▸ **Material provided**

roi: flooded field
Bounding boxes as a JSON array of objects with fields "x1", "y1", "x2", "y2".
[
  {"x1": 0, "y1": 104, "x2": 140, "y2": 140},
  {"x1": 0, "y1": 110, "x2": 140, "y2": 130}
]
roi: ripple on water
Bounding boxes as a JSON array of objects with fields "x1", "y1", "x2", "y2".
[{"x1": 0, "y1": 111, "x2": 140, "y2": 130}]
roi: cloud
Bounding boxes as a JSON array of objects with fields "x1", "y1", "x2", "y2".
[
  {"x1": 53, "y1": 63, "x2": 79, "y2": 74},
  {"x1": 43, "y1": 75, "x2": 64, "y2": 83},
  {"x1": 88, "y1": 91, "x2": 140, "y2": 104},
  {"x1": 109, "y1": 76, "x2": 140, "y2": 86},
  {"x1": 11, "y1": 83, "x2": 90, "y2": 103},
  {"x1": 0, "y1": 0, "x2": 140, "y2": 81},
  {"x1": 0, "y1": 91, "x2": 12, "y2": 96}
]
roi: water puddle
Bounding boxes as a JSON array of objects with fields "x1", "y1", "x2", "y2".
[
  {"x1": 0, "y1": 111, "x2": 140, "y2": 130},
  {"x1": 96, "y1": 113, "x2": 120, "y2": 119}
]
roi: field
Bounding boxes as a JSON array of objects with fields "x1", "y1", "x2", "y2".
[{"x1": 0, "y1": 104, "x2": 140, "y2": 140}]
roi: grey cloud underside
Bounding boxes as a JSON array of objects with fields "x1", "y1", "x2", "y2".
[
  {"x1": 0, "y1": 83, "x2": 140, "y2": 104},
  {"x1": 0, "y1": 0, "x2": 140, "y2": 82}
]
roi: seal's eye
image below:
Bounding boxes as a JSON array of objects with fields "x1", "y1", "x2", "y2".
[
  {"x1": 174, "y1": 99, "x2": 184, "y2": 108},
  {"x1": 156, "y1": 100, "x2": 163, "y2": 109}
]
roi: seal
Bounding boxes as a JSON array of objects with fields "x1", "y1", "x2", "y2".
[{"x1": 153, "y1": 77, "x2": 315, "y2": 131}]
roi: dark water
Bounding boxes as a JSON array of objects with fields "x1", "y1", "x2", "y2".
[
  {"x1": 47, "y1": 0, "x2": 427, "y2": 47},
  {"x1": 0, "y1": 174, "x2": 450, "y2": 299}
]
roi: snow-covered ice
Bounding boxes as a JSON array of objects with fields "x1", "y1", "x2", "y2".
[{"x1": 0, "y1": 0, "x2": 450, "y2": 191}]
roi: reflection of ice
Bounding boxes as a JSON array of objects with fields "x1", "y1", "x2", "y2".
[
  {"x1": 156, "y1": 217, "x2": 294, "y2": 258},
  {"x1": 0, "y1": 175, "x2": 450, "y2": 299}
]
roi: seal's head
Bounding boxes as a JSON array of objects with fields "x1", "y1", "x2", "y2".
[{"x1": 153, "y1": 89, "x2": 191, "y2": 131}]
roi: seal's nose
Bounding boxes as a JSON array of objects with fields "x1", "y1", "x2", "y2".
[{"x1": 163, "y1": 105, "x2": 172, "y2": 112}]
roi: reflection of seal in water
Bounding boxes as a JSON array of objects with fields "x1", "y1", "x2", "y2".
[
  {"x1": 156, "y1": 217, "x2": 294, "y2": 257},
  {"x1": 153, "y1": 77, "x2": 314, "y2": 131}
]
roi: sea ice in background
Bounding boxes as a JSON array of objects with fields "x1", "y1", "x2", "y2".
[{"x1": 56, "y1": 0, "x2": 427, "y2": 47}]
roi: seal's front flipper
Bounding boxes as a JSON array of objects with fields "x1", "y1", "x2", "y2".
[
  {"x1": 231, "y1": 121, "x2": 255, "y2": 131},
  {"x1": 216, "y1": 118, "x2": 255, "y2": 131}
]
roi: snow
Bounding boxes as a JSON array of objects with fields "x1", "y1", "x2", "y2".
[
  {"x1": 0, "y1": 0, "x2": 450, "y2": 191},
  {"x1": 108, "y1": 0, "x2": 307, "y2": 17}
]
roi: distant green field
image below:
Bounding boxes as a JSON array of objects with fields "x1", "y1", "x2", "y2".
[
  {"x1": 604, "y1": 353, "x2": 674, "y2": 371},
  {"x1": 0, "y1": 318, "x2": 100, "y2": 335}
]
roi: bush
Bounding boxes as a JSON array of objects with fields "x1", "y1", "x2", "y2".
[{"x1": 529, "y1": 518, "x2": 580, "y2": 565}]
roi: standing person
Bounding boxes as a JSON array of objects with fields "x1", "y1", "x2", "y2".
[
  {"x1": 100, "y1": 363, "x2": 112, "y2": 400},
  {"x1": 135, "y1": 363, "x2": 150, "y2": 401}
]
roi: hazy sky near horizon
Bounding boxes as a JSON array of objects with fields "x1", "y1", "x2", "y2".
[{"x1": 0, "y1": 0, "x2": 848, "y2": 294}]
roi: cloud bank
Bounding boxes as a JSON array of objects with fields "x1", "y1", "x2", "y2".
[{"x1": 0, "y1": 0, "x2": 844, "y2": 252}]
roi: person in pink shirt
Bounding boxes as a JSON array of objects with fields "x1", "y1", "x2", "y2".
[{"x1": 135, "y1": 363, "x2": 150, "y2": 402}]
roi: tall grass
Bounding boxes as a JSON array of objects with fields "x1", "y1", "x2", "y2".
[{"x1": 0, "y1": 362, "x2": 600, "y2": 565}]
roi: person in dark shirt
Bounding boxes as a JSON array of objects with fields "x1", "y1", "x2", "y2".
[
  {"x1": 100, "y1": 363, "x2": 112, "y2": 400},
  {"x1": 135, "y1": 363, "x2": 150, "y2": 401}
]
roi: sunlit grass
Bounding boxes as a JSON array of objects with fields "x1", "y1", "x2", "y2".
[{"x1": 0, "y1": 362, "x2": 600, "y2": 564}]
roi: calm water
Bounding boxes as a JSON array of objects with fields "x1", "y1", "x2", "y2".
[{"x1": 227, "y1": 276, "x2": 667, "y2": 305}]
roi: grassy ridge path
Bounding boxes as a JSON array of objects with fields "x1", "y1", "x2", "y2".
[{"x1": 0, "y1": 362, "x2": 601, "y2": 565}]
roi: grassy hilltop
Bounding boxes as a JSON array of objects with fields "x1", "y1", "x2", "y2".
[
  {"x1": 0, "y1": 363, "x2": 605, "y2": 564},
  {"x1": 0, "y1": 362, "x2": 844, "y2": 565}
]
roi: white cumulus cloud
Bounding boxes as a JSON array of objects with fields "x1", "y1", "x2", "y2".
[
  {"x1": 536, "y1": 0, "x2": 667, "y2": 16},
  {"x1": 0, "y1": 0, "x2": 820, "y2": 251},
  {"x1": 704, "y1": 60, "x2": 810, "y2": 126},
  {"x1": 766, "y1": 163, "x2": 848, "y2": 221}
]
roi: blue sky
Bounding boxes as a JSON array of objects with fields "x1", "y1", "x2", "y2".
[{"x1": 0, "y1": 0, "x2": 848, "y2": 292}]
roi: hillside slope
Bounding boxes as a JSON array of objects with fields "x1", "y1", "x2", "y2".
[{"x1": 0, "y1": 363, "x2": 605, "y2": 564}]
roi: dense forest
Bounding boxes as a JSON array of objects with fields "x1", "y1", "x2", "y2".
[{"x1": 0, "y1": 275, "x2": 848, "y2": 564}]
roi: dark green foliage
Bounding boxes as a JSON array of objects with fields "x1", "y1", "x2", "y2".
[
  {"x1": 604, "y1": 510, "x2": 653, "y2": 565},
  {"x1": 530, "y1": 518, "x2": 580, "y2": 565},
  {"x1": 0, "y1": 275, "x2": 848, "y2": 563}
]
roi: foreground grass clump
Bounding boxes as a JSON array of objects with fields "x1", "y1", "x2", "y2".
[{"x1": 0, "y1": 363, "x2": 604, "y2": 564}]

--

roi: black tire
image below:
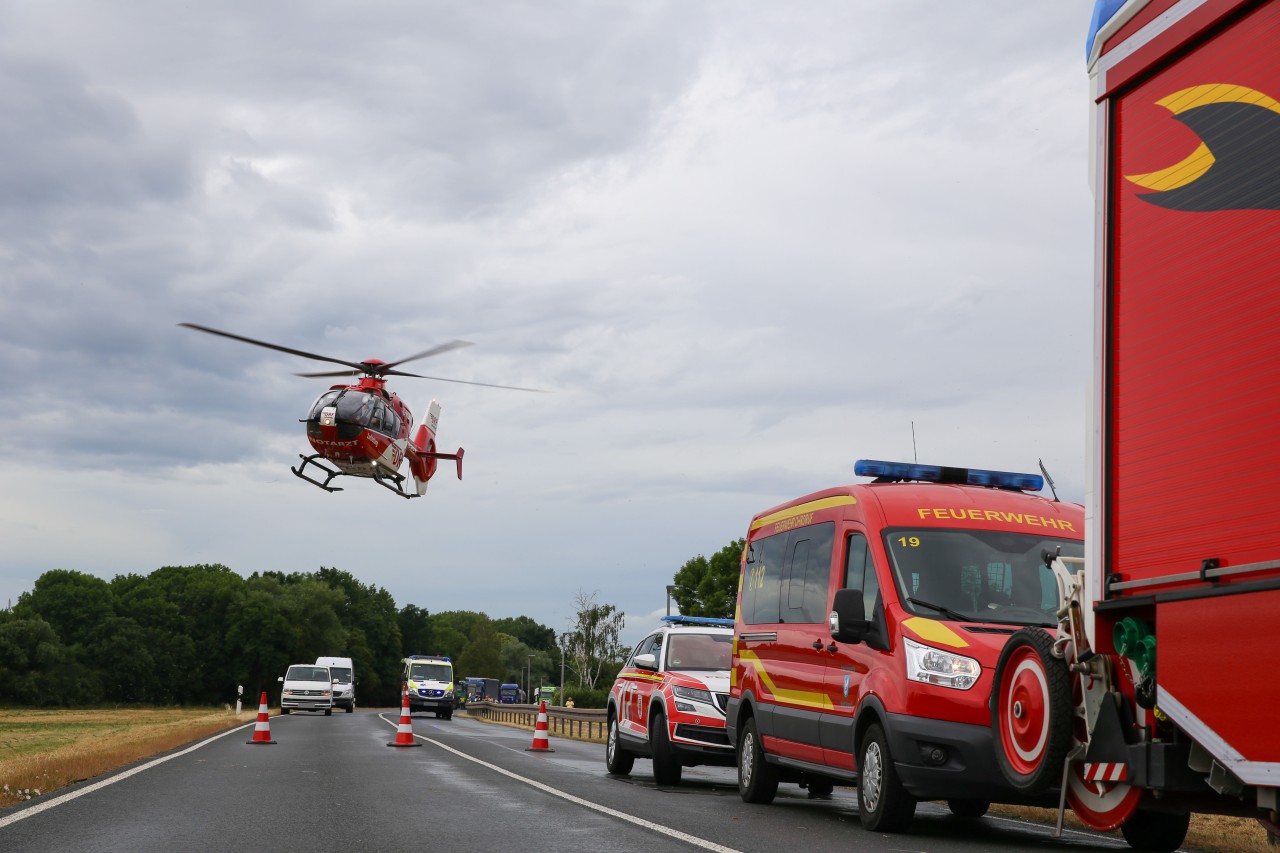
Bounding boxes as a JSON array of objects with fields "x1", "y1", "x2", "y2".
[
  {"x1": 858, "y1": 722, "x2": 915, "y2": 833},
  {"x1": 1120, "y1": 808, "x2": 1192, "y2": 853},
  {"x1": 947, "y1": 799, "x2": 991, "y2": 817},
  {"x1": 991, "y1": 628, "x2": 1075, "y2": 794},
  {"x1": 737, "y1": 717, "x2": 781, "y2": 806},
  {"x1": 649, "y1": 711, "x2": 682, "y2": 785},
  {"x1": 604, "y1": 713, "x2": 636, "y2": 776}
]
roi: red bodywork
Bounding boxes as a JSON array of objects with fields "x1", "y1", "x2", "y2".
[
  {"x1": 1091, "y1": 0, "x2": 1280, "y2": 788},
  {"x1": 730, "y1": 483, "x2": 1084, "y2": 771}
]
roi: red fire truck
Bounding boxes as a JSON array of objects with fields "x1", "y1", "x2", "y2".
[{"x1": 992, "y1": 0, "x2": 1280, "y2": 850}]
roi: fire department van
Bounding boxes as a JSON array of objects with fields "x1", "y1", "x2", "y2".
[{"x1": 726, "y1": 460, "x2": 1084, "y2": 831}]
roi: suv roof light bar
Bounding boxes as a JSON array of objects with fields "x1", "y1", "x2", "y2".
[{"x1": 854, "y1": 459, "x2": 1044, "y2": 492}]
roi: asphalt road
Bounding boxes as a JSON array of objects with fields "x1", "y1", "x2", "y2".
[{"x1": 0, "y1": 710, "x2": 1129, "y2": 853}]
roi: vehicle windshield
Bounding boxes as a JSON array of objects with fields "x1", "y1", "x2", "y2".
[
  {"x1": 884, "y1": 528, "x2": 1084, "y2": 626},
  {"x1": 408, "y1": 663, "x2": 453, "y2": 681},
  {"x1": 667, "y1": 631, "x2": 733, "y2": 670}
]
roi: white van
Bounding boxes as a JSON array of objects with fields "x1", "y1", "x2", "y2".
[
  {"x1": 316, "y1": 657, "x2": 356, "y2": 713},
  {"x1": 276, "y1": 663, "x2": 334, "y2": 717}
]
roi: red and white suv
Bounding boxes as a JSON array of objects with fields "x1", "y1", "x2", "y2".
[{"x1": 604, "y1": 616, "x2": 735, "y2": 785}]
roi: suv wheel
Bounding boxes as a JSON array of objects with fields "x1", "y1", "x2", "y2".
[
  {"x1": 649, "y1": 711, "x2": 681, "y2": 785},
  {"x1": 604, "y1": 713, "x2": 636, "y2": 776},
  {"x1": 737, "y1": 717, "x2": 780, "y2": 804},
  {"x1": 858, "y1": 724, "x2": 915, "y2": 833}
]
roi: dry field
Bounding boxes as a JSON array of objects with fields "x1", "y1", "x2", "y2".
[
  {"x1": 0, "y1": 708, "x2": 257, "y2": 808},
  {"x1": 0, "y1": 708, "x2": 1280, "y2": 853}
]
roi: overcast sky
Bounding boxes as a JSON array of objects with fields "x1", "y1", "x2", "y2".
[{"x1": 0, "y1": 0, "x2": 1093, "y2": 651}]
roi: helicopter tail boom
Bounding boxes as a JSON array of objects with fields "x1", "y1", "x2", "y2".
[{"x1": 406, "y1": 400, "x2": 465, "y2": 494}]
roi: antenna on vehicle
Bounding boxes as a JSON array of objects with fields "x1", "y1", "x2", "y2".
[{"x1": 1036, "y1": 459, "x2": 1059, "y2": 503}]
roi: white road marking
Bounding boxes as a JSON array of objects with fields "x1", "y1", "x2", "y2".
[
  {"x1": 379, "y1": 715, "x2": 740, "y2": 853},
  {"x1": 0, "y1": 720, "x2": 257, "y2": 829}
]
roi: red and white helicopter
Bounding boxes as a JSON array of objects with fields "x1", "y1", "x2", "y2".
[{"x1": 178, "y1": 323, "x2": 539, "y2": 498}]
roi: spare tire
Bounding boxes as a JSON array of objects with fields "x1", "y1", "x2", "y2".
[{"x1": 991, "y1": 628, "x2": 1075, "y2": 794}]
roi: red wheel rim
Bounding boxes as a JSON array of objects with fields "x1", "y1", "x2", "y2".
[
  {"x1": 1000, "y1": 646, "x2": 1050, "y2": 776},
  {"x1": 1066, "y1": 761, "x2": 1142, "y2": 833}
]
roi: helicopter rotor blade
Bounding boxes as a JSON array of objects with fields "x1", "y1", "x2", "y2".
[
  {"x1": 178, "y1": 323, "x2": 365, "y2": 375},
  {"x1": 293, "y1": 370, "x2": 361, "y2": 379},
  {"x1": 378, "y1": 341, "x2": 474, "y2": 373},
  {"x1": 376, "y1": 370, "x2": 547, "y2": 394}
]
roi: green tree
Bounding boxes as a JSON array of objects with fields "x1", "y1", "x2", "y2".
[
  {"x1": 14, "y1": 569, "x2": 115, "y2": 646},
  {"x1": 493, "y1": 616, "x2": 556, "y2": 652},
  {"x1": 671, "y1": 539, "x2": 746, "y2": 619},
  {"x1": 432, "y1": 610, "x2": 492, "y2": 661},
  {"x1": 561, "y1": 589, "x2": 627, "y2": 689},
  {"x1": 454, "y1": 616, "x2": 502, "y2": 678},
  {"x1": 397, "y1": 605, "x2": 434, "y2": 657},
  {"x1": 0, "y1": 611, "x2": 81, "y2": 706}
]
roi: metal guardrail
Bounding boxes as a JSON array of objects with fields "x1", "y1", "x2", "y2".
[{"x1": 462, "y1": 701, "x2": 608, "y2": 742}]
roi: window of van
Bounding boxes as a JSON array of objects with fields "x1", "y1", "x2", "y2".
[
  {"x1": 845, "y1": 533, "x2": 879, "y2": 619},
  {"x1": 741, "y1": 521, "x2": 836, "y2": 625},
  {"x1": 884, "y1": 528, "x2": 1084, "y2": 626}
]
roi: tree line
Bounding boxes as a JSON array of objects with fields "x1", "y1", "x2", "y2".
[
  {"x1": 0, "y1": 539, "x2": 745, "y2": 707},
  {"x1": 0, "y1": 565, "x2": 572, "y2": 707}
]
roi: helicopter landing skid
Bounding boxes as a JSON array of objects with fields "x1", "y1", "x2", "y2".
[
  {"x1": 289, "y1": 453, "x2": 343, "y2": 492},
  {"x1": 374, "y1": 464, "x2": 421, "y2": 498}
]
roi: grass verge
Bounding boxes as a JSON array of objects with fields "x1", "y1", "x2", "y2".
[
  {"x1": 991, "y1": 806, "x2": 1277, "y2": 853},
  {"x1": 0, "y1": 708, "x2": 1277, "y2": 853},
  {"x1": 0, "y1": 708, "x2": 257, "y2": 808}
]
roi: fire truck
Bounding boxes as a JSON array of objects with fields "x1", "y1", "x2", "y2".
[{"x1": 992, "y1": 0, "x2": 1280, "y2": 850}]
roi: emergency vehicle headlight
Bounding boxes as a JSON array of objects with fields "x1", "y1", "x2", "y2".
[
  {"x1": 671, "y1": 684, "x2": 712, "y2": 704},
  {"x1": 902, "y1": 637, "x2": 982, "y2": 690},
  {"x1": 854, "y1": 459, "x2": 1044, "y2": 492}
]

* * *

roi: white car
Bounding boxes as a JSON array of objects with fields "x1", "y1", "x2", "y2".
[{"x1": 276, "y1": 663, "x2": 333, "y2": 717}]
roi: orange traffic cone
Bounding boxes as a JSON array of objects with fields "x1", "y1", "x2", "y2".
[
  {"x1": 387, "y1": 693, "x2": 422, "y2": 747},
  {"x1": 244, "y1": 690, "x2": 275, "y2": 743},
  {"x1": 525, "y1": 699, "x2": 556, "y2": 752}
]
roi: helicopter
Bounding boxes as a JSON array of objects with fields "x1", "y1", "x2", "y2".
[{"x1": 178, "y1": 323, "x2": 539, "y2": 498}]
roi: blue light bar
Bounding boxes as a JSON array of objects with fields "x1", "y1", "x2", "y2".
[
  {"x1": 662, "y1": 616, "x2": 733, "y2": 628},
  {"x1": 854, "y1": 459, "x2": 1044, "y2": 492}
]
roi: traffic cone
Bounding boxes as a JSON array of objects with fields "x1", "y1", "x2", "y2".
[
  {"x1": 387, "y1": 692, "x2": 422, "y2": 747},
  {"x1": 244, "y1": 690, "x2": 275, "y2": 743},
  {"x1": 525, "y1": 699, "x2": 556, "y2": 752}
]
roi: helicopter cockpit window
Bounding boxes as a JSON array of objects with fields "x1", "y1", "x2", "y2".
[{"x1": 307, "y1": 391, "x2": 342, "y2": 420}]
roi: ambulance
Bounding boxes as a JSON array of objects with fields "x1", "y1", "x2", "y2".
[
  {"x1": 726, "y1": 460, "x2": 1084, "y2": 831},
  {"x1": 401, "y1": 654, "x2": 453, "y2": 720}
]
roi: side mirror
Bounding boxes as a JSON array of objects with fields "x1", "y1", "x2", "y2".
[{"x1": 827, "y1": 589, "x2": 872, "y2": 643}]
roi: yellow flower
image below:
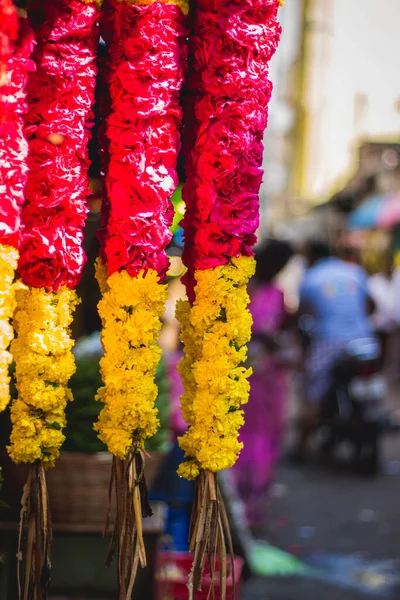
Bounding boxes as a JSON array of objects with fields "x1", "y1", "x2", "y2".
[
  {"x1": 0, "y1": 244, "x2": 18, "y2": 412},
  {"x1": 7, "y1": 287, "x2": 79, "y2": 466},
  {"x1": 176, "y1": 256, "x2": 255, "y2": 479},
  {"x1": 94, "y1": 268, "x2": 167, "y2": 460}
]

▸ **Exercise description**
Locate every line in the entries above that contains the word "cone" and copy each one out, treating uppercase and lowercase as different.

▸ **Result of this exercise**
roi: orange traffic cone
roi: traffic cone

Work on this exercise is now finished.